> **EXERCISE DESCRIPTION**:
Scan the records below for the line containing "# Target: orange tank top" and the line containing "# Target: nose". Copy both, plus every line between, exactly.

· · ·

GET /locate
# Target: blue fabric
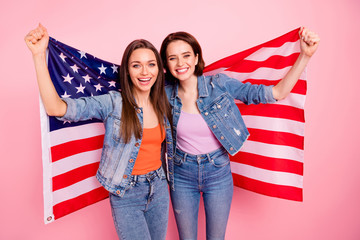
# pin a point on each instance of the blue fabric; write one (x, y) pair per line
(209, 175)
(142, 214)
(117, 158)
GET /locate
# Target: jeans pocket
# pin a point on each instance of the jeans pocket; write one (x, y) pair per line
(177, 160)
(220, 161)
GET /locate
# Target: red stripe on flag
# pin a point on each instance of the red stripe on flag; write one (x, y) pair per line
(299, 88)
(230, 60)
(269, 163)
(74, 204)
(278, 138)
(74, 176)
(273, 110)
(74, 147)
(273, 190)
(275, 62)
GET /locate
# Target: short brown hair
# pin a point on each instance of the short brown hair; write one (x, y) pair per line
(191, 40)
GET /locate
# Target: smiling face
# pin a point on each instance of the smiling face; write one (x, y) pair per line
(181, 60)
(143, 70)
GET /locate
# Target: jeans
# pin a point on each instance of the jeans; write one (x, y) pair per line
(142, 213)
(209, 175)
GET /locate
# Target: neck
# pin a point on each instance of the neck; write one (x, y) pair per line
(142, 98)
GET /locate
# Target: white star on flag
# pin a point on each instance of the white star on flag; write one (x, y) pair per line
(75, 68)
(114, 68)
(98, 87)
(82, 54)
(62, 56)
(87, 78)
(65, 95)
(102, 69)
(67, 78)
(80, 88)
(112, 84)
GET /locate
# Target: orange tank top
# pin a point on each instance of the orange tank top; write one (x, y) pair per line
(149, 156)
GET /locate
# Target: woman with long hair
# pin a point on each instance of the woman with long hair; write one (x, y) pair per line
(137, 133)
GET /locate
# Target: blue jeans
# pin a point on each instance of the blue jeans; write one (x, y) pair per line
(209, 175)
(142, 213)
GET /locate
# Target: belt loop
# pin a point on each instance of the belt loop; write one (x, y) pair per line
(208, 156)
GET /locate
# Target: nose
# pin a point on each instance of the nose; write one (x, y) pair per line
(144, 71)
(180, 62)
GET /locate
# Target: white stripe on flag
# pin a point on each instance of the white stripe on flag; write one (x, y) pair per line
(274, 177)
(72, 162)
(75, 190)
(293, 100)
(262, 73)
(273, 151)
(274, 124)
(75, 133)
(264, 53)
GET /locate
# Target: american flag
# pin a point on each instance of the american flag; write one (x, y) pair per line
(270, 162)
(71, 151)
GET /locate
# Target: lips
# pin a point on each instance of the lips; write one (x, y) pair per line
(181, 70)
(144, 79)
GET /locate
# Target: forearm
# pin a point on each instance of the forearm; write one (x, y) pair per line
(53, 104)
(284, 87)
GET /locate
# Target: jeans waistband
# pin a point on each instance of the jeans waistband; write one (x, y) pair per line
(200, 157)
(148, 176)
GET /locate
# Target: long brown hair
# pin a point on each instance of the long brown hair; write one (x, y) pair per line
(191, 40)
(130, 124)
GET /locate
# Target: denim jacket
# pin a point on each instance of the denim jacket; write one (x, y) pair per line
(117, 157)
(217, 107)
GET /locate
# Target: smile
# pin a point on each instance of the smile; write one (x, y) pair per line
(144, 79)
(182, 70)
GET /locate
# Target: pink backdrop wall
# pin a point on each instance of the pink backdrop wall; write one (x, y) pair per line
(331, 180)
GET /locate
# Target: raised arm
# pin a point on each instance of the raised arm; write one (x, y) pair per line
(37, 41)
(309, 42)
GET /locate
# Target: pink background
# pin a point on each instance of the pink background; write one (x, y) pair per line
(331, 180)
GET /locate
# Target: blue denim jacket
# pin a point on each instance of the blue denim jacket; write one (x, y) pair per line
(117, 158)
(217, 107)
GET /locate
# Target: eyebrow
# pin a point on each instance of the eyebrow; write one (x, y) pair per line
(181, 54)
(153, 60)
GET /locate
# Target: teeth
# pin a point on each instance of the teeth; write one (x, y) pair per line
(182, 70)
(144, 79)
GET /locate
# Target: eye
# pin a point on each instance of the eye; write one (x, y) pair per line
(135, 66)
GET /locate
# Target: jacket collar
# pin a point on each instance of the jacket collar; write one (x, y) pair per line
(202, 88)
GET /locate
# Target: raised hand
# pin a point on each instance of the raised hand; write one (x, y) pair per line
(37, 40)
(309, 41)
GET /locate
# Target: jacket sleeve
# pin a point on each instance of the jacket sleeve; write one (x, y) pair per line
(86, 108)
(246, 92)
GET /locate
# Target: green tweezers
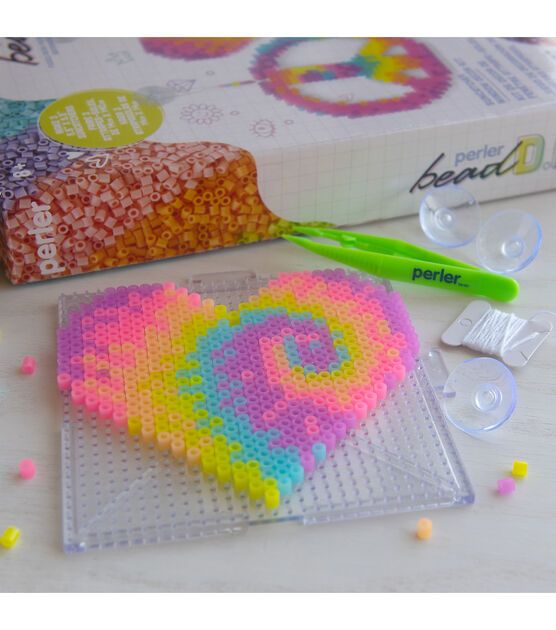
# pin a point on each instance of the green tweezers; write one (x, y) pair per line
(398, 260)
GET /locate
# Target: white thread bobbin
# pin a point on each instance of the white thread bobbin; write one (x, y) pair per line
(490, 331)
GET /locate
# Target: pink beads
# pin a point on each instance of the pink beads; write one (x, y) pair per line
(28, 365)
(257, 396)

· · ·

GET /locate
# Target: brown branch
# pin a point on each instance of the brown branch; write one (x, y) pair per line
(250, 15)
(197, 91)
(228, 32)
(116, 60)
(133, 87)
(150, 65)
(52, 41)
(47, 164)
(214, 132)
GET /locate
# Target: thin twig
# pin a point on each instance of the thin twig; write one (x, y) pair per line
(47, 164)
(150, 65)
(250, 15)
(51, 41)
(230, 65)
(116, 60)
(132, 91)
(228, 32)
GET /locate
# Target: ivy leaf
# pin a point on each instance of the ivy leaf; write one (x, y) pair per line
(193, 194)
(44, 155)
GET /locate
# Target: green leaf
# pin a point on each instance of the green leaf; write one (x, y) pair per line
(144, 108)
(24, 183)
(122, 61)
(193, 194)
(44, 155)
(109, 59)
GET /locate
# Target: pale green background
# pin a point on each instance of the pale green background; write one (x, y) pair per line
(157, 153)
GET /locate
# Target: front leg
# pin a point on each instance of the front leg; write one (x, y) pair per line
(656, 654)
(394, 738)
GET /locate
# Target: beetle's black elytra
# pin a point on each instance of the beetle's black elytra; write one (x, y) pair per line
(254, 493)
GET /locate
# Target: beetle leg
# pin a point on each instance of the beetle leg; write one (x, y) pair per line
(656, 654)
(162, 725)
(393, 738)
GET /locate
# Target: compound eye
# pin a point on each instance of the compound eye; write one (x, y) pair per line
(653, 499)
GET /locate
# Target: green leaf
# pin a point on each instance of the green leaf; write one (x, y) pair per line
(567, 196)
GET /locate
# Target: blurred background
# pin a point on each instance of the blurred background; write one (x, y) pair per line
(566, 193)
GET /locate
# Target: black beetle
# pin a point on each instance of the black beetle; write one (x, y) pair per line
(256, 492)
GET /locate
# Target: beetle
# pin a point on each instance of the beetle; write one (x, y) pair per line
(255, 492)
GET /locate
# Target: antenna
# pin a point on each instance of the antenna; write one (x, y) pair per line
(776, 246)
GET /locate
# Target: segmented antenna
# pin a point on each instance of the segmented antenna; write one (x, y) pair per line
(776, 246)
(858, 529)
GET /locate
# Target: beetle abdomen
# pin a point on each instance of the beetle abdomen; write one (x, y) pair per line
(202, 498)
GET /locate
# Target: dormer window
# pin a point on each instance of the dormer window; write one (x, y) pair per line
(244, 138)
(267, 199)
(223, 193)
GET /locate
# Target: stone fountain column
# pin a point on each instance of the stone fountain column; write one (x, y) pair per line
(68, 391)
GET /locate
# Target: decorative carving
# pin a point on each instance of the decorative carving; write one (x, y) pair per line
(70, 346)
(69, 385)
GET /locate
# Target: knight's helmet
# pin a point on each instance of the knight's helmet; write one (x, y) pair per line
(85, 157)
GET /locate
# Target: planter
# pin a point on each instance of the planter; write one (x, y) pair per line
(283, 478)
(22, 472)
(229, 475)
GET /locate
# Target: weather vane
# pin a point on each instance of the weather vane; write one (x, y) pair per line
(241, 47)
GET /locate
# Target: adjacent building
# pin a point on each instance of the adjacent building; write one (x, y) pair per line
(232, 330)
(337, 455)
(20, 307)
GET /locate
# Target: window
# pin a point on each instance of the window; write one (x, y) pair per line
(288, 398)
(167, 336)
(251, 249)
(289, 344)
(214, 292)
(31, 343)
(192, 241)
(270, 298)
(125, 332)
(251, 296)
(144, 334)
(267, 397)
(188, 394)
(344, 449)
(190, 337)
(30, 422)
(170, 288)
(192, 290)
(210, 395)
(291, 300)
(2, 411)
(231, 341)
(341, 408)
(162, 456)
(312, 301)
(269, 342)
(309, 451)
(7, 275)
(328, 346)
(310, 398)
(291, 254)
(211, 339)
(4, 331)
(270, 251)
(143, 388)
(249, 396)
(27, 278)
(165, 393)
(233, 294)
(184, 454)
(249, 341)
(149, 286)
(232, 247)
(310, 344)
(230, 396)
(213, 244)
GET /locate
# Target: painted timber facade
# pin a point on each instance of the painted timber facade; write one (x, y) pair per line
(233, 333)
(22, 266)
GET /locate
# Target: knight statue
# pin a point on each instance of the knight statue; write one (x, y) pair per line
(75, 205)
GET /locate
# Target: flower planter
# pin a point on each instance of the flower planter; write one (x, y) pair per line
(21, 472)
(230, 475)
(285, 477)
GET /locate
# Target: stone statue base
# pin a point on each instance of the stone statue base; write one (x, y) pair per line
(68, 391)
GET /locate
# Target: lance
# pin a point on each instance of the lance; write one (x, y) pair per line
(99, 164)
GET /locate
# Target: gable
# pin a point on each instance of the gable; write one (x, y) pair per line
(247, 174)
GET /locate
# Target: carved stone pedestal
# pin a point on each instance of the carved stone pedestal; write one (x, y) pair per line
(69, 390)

· · ·

> **RESPONSE TO THIS EXERCISE**:
# Target: orange tank top
# pin a point on each instance of the orange tank top; write one (x, y) pair per line
(149, 156)
GET /locate
# Target: woman with long hair
# pin a point on each instance of the woman with long hair; write one (x, y) pair per line
(137, 133)
GET /locate
# Target: blue jeans
# pin a point on each instance of the blue jeans; write one (x, y) pair per line
(209, 175)
(142, 213)
GET /locate
# Target: belt loop
# pin a point on each instance of the belt loop; write one (x, y) pair per line
(208, 156)
GET /locate
# Target: nose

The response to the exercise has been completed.